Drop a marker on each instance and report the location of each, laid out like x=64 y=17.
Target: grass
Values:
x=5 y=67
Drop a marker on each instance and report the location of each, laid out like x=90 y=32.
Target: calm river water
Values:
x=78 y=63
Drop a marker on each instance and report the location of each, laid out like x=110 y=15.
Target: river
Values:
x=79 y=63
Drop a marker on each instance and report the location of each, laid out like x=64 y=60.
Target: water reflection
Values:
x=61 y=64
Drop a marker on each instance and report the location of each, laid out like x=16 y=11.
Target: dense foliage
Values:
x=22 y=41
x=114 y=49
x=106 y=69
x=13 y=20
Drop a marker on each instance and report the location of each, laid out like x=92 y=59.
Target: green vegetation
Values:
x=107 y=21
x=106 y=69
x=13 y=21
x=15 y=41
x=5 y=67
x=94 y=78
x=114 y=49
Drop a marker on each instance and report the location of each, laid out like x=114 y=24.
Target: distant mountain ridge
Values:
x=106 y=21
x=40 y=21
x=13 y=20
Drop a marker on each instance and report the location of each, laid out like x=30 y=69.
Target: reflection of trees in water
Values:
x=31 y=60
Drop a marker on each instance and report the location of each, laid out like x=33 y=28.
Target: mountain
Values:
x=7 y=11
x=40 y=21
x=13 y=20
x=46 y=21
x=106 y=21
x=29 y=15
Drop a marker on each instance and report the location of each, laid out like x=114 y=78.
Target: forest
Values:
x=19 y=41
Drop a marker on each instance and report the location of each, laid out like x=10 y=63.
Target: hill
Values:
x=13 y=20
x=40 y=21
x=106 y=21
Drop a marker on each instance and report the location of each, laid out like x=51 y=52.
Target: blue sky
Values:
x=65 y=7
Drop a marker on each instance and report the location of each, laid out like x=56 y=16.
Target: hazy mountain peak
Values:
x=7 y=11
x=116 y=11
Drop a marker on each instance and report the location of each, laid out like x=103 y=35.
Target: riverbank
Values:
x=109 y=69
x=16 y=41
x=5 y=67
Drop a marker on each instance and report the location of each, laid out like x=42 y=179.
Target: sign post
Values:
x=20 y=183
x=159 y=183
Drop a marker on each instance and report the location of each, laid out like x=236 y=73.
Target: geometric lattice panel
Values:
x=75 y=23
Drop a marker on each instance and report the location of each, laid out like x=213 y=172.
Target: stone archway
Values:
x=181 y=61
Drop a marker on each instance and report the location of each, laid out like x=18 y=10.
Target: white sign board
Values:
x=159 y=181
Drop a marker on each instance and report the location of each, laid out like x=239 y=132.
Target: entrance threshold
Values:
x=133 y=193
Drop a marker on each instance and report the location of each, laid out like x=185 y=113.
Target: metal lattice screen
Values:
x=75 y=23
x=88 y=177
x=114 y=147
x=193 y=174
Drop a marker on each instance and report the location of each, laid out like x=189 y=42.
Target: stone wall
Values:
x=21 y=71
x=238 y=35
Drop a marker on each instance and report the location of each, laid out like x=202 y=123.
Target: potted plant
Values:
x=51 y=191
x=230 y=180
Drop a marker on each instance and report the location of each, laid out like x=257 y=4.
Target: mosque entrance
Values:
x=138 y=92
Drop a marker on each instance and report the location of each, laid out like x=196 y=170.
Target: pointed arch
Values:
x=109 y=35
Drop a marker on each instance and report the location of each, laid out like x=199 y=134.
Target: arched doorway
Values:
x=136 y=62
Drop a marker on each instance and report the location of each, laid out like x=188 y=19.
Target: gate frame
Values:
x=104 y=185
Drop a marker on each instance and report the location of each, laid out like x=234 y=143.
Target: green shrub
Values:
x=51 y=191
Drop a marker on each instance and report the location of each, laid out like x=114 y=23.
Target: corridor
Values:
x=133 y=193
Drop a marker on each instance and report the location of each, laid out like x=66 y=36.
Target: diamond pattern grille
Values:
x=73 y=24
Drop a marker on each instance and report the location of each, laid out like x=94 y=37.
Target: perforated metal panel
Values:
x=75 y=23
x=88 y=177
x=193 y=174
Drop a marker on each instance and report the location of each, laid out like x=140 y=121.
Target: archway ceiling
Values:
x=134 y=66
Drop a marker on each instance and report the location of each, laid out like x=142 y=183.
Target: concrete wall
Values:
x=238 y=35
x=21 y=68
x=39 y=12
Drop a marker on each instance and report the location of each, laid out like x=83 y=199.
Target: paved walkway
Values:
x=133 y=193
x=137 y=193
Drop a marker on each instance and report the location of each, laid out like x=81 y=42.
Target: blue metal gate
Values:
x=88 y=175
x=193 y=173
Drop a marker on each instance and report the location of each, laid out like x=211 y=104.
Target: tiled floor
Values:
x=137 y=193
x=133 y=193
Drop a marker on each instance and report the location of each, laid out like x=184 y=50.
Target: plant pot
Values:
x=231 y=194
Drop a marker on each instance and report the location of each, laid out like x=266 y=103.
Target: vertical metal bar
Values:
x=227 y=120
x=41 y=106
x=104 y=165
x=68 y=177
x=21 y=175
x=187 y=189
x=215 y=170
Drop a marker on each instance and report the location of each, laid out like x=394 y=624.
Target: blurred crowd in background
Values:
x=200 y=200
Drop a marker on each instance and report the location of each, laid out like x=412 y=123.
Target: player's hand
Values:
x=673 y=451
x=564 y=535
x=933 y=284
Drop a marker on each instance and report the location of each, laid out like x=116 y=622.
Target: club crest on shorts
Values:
==========
== What needs to be done ==
Copy each line above containing the string "water".

== Written solution ==
Target: calm river water
Target: water reflection
Target: reflection of trees in water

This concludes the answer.